* Selected extract:
○ ○ ○ ○
Instructions
Making the Box Frame
- Lay the object down on the work surface. As you form the initial square frame outline (in step 2), lay it around your object to make sure the height and width will hold your object. You can build in as much or as little space as you want for your object to move around, but due to the nature of the wrapping, the bottom crossbars and the top arms need to be similar lengths to each other (i.e., you can’t make a wide flat rectangle).
- Use wire cutters to flush trim the tips of the 22-gauge wire. Use chain-nose pliers to form a 90°angle about 3-1⁄2" (8.9 cm) from one end. Bend another 90° angle about 5⁄8" (1.5 cm) away from the first bend so the sides are parallel (see photo). Straighten the sides with your fingers. In general, keep pulling the wire straight with each bend.

- About 1" (2.5 cm) up each side, use chain-nose pliers to bend the wires towards each other at 90° angles to block out a rectangle (see photo). Your object needs to fit within this outline, so adjust measurements if needed.

- Bend the short tail straight up at a 90° angle from the center of the top edge to form a stem (see photo). The distance from the top rectangle corner to this stem is what we refer to as the top arm length; there will be four of these.

- Use chain-nose pliers to hold the long wire where it crosses the stem, creating the second arm (see photo). Form a 90° angle that sits perpendicular to the stem.

- Holding the chain-nose pliers at the top arm-length distance, bend another 90° angle in the long wire so it points straight down to form the third side (see photo). Try to make this top edge arm about same length as the two others.

- Use chain-nose pliers to bend the long wire at a 90° angle so it crosses under the rectangle frame (see photo). Try to get these bottom wires to touch if possible.
○ ○ ○ ○
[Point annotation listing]
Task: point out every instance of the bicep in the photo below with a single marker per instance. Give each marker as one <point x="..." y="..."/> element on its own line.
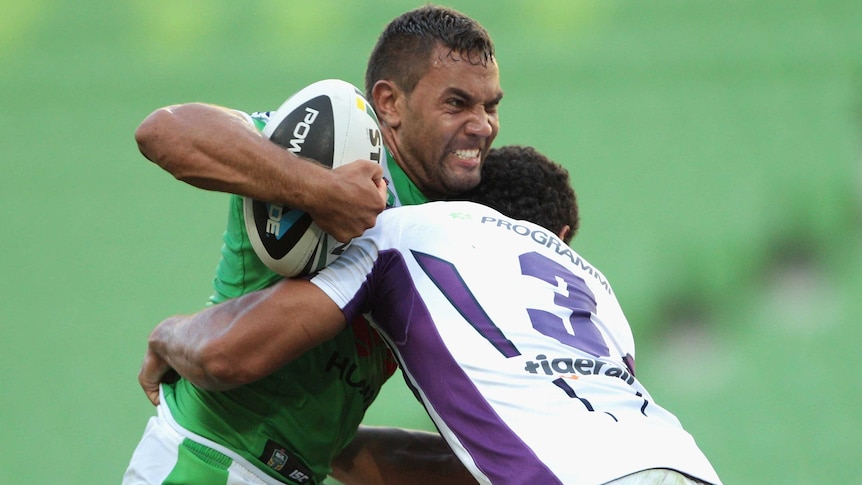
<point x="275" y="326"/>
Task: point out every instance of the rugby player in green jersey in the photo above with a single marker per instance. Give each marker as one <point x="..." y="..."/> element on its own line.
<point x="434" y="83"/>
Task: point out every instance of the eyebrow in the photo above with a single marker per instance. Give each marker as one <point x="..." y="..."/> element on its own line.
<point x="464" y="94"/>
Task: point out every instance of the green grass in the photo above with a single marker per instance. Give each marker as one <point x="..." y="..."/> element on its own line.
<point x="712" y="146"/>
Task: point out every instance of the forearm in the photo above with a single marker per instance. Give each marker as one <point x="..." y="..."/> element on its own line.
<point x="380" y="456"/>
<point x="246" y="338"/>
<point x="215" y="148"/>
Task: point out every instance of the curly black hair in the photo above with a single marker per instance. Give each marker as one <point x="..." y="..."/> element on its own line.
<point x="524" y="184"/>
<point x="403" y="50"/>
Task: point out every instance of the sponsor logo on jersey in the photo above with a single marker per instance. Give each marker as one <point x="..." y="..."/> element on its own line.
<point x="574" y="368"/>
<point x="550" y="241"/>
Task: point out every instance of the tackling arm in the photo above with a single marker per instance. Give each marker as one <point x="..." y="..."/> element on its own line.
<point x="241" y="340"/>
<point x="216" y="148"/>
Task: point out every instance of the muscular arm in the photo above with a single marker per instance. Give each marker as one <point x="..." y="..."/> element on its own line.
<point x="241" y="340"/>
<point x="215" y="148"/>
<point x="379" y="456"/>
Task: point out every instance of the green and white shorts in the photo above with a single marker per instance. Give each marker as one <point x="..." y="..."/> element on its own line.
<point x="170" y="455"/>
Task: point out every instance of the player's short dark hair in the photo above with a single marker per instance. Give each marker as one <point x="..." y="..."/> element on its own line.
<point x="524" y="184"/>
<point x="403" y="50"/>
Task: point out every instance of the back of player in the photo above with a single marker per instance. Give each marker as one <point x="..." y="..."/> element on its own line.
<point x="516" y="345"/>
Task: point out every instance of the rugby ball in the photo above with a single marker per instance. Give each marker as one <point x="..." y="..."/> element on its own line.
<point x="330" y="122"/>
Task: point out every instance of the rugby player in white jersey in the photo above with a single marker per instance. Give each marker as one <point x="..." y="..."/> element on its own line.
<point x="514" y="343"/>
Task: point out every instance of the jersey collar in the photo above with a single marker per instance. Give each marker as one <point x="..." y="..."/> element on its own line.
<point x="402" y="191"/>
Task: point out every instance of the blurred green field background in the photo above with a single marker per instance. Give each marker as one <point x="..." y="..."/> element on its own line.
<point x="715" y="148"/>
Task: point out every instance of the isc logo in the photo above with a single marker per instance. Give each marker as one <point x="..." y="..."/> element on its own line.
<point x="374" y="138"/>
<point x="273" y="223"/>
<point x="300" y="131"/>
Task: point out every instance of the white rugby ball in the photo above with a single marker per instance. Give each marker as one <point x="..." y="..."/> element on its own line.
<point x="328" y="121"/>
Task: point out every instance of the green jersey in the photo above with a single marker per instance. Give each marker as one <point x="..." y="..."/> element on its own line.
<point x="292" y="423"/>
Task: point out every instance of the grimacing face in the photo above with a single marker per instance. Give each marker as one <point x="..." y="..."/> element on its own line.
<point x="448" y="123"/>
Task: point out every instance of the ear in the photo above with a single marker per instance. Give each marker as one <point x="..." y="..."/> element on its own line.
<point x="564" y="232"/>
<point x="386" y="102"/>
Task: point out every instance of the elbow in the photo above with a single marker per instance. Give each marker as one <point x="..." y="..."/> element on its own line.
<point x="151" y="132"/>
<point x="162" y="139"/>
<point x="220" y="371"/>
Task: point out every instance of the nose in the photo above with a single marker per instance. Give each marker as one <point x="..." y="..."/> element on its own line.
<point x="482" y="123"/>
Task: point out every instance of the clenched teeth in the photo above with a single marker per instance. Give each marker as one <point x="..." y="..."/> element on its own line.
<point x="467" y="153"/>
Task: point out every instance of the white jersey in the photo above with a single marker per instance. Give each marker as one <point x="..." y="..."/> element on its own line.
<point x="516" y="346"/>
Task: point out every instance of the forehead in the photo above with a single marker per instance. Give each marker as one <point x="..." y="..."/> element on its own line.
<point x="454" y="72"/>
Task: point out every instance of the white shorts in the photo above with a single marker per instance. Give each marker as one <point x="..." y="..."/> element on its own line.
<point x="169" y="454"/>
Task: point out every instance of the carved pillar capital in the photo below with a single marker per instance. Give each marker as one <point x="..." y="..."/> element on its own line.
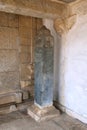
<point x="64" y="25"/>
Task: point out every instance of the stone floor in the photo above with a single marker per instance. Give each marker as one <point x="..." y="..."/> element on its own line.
○ ○ ○ ○
* Given exercise: Give again the part of the box-frame wire instructions starting at "- Use wire cutters" and ending at "measurements if needed.". The listing was taken from a different source than the text.

* Answer for the task:
- Use wire cutters to flush trim the tips of the 22-gauge wire. Use chain-nose pliers to form a 90°angle about 3-1⁄2" (8.9 cm) from one end. Bend another 90° angle about 5⁄8" (1.5 cm) away from the first bend so the sides are parallel (see photo). Straighten the sides with your fingers. In general, keep pulling the wire straight with each bend.

- About 1" (2.5 cm) up each side, use chain-nose pliers to bend the wires towards each other at 90° angles to block out a rectangle (see photo). Your object needs to fit within this outline, so adjust measurements if needed.